===== THE RECORDS =====
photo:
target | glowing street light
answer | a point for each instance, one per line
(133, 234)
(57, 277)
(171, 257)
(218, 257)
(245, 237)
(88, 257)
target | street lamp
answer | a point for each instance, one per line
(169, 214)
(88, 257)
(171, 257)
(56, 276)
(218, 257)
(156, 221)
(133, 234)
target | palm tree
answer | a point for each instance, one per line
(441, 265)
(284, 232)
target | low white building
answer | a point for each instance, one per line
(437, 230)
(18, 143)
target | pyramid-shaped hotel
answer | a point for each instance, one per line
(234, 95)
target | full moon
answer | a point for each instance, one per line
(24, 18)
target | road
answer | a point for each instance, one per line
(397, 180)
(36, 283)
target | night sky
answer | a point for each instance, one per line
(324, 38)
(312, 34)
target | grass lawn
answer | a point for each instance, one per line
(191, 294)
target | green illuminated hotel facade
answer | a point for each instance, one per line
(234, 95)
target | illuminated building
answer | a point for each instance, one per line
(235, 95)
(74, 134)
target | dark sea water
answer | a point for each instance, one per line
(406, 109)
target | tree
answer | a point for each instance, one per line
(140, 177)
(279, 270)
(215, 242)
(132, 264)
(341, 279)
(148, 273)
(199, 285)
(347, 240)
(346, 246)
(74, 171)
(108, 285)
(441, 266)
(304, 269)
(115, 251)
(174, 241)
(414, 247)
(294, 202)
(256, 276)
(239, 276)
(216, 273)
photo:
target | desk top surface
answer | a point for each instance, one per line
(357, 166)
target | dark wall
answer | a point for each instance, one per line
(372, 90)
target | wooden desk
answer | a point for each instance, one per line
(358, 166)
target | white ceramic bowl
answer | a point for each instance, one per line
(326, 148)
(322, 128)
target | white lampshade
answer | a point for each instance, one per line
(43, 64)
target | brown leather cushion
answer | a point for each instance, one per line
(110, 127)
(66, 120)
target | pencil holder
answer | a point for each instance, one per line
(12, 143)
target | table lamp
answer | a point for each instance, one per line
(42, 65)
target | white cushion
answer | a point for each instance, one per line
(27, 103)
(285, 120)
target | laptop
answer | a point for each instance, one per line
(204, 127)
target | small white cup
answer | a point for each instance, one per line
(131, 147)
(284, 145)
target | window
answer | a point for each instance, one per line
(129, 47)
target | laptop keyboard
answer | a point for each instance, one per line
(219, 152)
=====
WHAT TO PRODUCE: Reproduce the entire listing above word for word, keeping every line the same.

FINISHED TASK:
photo:
target | glowing street light
answer | a point for each instance, one per line
(133, 234)
(57, 277)
(171, 257)
(218, 257)
(245, 237)
(88, 257)
target | street lamp
answer | a point for each instance, one per line
(169, 214)
(88, 257)
(171, 257)
(56, 276)
(218, 257)
(156, 221)
(133, 234)
target | palm tree
answer | a point for each instance, one per line
(441, 265)
(284, 232)
target | low white building
answer | a point for each instance, one per line
(437, 230)
(18, 143)
target | pyramid-shaped hotel
answer | a point for each instance, one per line
(234, 95)
target | full moon
answer | a point for each instance, one per line
(24, 18)
target | road
answer | a point for each instance, one per line
(397, 180)
(36, 283)
target | night sky
answer | a point for each instance, one per line
(324, 38)
(312, 34)
target | grass lawn
answer | a point for each instance, one per line
(191, 294)
target | green illuminated hotel facade
answer | a point for each instance, one per line
(234, 95)
target | illuminated building
answer | a point for each instance, one per line
(235, 95)
(74, 134)
target | dark sea water
answer | a point for each instance, one per line
(406, 109)
target | tree
answer | a point for each instance, one per line
(140, 177)
(279, 270)
(215, 242)
(132, 264)
(341, 279)
(148, 273)
(199, 285)
(347, 240)
(346, 246)
(74, 171)
(108, 285)
(441, 266)
(304, 269)
(115, 251)
(174, 241)
(414, 247)
(294, 202)
(256, 276)
(239, 276)
(216, 273)
photo:
target | desk top surface
answer | a point for each instance, one per line
(357, 166)
target | dark wall
answer | a point for each instance, one per line
(372, 90)
target | wooden desk
answer | a point for each instance, one per line
(358, 166)
target | white ceramic bowl
answer | a point for each instance, one per line
(326, 148)
(322, 128)
target | white lampshade
answer | a point for each instance, one per line
(43, 64)
target | brown leather cushion
answer | a point for each instance, one per line
(110, 127)
(66, 120)
target | pencil holder
answer | a point for each instance, one per line
(12, 143)
target | table lamp
answer | a point for each instance, one per line
(42, 65)
target | white cushion
answer | a point for each instance, one per line
(27, 103)
(285, 120)
target | laptop
answer | a point for each instance, one per line
(204, 127)
target | small white cup
answer | a point for each instance, one per line
(131, 147)
(284, 145)
target | window
answer | a point for each instance, one per line
(129, 47)
target | laptop keyboard
answer | a point for each instance, one per line
(219, 152)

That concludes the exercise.